*** Opening of Document section ***

School district finds a bargain
CENTRAL POINT — Trying to plan for ongoing enrollment increases in one of the fastest-growing districts in the Rogue Valley, School District 6 Superintendent Samantha Steele was all smiles Friday after finalizing deed paperwork for a 6.68-acre property on the farthest end of South Second Street near Central Point Elementary.
Compared to the more than $30 million price tag for new construction of a typical elementary school, Steele figured the district will have been able to purchase and renovate the former Genesis Recovery Center, which closed in 2009, for half the price — or less — of new school construction.
The property boasts five buildings, and even after a decade of non-use they are more modern and in better repair than many of the district’s aging structures.
Aside from Central Point Elementary, the new portion of which was built with bond money approved by voters in 2000, the other two in-town elementary schools, Jewett and Mae Richardson, lack air conditioning — or updated electrical infrastructure that would permit window air-conditioning units to be used.
Genesis Recovery Center was operated by Asante Health System for 23 years, and District 6 officials signed off on the $1.9 million property purchase Friday afternoon. Steele said the campus-style property and its infrastructure were a good fit for the district, which was focused on being frugal with taxpayer dollars.

*** Close of Document section ***

- Exercise set
1. Which elementary schools does the article on the school district's property purchase mention by name?
2. Return the passage of the article on the school district's property purchase starting with "Compared to the" and going on through "to be used.".
3. Answer these questions about the article on the school district's property purchase:
(a) How many acres is the property the district bought?
(b) In what year did the Genesis Recovery Center close?
(c) For how many years did Asante Health System operate the Genesis Recovery Center?

*** Opening of Provided data ***

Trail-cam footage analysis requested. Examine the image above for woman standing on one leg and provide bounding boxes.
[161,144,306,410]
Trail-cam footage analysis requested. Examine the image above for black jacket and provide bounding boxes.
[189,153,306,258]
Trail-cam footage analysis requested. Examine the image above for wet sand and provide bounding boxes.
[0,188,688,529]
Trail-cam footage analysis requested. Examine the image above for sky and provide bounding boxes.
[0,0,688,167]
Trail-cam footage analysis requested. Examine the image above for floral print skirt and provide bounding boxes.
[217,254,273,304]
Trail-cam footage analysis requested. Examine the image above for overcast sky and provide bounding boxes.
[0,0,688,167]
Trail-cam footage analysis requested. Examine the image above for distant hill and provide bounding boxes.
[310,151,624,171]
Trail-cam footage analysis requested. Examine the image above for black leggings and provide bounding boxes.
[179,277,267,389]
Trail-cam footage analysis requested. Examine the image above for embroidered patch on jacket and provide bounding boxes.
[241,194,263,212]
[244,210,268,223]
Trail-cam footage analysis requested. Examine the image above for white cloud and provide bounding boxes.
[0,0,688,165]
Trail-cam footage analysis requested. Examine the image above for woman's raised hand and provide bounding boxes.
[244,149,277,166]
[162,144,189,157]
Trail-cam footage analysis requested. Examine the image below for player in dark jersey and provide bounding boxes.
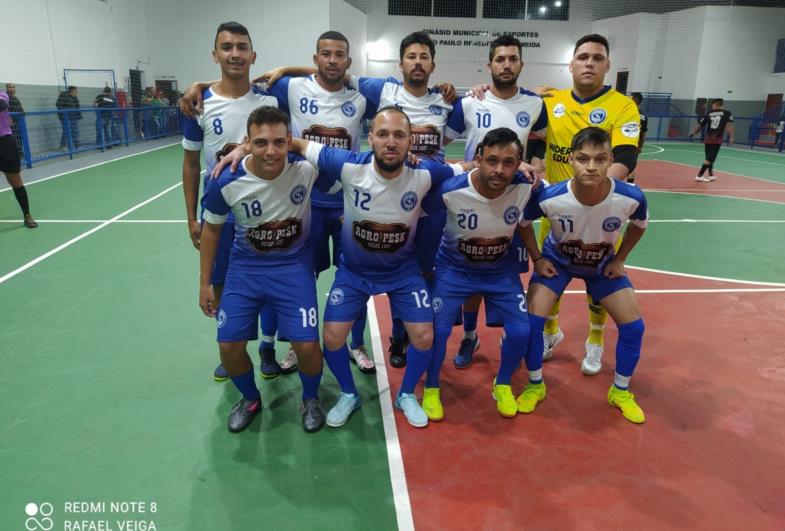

*** Close of Provided data ***

- Answers for this exercise
1. Central Point Elementary, Jewett, Mae Richardson

2.
Compared to the more than $30 million price tag for new construction of a typical elementary school, Steele figured the district will have been able to purchase and renovate the former Genesis Recovery Center, which closed in 2009, for half the price — or less — of new school construction.
The property boasts five buildings, and even after a decade of non-use they are more modern and in better repair than many of the district’s aging structures.
Aside from Central Point Elementary, the new portion of which was built with bond money approved by voters in 2000, the other two in-town elementary schools, Jewett and Mae Richardson, lack air conditioning — or updated electrical infrastructure that would permit window air-conditioning units to be used.

3.
(a) 6.68 acres
(b) 2009
(c) 23 years